=== Study text ===
NC for this
I'm caring for 2 adults and my 2 young kids and I’m so so tired.
both my mum and my OH have health issues, one physical and one neurological. Mum is immobile and OH spends the majority of his time in the bedroom, unable to spend much if any time helping me. We all live with my mum as she’d have gone to a care home otherwise.
Neither of them can attend an appointment alone so I’ve been using my holiday hours to take them, sometimes full days, which are now running out. I cook for us all and clean the house as neither of the adults can do this. Plus all the usual organisation that a house needs to tick over but I’m doing it so badly and feel like I’m always on the back foot.
I also work and have to do the school pick ups, obviously this time of year is hard with nativities and trips etc so I have to make sure I’m available. I have to drive them to school now we’ve moved. I’m also the sole earner apart from some UC and my mums pension. He's been refused PIP.
I'm feeling really guilty as I’m just done. I dream of a little house with just me and the kids where they get to play without my mums disapproving looks and only having us to worry about. I don’t want any harm to come to OH or mum, I just want to escape this life that I’m not actually living and wave a magic wand to make everyone well again. My kids miss our old house too and I miss spending decent time with them without someone else needing my help which sounds awful I know.
=== Provided records ===
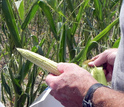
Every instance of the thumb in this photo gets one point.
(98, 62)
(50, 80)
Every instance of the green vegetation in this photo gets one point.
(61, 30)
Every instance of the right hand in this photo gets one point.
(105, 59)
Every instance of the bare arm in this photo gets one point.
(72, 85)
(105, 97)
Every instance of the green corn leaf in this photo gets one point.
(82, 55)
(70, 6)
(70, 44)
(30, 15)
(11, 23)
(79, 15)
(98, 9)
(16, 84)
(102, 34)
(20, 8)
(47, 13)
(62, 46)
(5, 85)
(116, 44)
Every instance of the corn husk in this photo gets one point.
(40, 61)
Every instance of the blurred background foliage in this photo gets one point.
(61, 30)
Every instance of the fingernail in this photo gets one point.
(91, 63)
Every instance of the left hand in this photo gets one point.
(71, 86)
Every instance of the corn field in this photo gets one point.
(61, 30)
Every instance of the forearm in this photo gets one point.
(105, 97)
===
=== Provided records ===
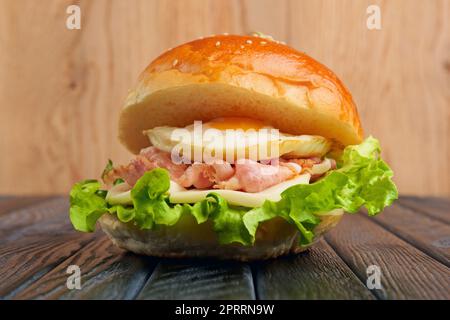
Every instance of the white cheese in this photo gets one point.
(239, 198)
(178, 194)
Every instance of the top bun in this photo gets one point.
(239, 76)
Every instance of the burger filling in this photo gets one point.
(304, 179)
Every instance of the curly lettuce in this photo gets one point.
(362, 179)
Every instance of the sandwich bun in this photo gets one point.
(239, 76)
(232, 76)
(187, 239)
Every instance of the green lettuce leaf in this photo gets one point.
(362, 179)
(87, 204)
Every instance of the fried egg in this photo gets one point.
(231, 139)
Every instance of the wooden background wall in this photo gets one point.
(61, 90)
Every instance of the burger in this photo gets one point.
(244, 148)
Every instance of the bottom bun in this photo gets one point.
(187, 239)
===
How to complete this task: Continue the post about caring for two adults and two young children, starting after its final sentence.

Output of the exercise:
OHs illness has caused me to build up debt that I just can’t shift, I’m now finding out about more debt that he’s caused but can’t remember/thought he’d sorted. I can’t just leave him but he’s making my life so hard. He also has horrible moods which make me not want to be around him.
How does anyone deal with this without building massive resentment or burning out entirely? The kicker that’s knocked me tonight is OH is feeling really ill and wants to go to the hospital but not til tomorrow. Selfishly on my part I have so much to do tomorrow, it’s a big day at work and the kids have stuff on after school that they really need to do. I just want to take him in now so I can prep for tomorrow but he won’t go. I’m scared that I’ll be in trouble at work but he really needs to be seen, I’ve had so many emergency holidays between everyone else’s health issues. I honestly can’t do this anymore, every time I feel at rock bottom it gets worse.
sorry if this is jumbled and overly long. I think I just need to get it out.